• **What is required**
Change "short dark hair" to "short black hair" in everything from the start of the records down to the line containing "[0,0,1200,523]", and write out those lines again with nothing else altered.

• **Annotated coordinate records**
((
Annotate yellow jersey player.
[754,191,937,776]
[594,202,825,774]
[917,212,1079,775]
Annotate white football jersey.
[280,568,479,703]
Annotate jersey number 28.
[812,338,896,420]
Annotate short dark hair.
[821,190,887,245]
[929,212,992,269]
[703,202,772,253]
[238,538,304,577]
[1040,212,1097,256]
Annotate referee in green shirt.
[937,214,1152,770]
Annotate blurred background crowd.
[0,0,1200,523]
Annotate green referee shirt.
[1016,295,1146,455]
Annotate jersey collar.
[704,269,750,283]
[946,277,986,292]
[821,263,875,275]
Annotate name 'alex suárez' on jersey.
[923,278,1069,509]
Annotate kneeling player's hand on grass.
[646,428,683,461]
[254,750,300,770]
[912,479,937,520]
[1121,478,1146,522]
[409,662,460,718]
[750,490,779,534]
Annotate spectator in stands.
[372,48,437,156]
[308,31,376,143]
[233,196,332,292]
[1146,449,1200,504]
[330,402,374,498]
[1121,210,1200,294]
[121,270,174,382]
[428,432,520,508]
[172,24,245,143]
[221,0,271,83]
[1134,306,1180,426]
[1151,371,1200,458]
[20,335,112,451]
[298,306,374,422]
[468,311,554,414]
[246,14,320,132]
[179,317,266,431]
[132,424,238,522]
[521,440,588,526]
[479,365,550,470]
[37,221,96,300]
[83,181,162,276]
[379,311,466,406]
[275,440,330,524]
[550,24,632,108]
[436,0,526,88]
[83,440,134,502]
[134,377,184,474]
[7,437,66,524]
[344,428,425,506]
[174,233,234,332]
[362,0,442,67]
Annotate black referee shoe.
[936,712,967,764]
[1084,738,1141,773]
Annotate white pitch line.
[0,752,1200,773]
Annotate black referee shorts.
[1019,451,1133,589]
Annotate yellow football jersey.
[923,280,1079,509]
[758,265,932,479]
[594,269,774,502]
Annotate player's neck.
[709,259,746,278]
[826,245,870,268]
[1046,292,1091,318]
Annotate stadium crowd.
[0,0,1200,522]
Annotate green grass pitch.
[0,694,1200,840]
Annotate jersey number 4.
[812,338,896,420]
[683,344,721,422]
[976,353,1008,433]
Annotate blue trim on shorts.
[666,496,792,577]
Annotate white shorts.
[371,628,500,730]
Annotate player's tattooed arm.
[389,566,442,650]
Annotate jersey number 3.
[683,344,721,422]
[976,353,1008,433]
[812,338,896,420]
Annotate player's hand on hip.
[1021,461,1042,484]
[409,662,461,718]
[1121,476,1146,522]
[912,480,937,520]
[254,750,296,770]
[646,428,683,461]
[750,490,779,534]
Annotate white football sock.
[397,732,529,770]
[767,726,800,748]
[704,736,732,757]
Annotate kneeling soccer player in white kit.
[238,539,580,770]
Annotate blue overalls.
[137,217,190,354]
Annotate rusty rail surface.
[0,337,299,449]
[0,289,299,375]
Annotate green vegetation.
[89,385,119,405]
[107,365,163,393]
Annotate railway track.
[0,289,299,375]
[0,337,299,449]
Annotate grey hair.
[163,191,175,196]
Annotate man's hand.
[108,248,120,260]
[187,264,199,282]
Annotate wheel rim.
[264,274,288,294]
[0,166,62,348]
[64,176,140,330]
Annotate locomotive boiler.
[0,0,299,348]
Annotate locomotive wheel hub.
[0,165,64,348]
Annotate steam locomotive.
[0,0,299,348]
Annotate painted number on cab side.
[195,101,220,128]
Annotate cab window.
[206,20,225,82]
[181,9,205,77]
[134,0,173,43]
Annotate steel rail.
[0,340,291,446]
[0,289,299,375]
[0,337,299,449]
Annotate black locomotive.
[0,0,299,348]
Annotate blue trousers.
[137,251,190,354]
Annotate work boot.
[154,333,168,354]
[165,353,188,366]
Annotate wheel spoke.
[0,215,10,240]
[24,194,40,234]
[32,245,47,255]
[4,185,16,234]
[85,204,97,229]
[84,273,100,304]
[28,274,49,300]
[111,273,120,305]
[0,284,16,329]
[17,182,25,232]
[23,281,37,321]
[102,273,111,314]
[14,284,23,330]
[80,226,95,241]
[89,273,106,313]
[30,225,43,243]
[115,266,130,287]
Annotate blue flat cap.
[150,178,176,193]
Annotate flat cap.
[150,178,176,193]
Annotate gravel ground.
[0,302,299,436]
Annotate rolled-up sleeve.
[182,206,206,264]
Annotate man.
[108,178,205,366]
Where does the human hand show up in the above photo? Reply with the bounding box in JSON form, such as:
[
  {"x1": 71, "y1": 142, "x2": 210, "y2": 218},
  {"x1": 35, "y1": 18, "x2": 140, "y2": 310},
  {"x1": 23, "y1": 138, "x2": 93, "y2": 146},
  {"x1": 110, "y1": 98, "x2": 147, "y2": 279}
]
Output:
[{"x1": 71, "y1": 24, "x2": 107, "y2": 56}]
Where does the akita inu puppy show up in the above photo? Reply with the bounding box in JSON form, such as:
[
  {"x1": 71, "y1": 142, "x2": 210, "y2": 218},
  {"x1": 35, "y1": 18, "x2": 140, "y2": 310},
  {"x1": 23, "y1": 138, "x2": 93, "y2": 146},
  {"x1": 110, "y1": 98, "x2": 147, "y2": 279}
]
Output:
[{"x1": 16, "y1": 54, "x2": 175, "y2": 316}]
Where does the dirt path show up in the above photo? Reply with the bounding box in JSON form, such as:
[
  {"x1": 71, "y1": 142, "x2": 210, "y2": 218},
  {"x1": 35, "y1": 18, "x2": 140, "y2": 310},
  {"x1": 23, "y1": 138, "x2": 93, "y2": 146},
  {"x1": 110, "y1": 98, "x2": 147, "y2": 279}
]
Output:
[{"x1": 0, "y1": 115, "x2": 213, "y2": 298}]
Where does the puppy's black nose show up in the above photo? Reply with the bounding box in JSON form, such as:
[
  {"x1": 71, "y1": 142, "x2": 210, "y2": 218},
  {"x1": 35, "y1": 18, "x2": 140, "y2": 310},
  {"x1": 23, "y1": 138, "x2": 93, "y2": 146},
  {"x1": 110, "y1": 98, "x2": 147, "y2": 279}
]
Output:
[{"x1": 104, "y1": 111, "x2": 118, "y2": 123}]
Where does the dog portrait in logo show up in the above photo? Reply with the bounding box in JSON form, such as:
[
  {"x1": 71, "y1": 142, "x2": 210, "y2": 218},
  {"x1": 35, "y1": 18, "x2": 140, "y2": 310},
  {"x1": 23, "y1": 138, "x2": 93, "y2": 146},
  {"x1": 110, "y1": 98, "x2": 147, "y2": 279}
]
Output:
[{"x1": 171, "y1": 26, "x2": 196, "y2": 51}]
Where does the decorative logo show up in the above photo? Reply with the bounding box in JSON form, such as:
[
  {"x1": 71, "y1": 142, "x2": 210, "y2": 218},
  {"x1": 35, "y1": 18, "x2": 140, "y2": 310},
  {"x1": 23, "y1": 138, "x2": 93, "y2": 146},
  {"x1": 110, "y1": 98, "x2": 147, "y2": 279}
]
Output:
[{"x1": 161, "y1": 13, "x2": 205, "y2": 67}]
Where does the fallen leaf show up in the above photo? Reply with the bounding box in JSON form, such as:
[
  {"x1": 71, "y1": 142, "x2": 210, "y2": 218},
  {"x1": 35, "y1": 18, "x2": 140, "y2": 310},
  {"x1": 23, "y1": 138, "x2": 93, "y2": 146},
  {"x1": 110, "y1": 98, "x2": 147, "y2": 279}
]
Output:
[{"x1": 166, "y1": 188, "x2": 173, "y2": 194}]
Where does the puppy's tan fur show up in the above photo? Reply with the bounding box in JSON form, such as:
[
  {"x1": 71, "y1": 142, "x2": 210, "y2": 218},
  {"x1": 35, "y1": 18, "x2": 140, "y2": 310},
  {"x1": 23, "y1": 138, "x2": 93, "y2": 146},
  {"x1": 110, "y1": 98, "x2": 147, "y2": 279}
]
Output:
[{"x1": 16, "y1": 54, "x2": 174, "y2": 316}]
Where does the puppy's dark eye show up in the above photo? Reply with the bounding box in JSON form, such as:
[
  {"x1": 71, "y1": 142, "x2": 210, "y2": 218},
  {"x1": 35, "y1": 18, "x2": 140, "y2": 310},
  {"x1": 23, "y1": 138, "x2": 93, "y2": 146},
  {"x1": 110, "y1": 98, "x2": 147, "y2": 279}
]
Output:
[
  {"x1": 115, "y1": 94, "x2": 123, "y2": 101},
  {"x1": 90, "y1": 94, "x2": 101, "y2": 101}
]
))
• **Exercise answer**
Annotate yellow jersey player.
[754,191,937,776]
[594,202,825,774]
[917,212,1079,775]
Annotate white football jersey.
[280,568,479,703]
Annotate jersey number 28.
[812,338,896,420]
Annotate short black hair.
[821,190,887,245]
[929,212,992,269]
[703,202,772,253]
[238,538,304,577]
[1040,212,1097,256]
Annotate referee in green shirt.
[937,214,1152,770]
Annotate blurred background crowd.
[0,0,1200,523]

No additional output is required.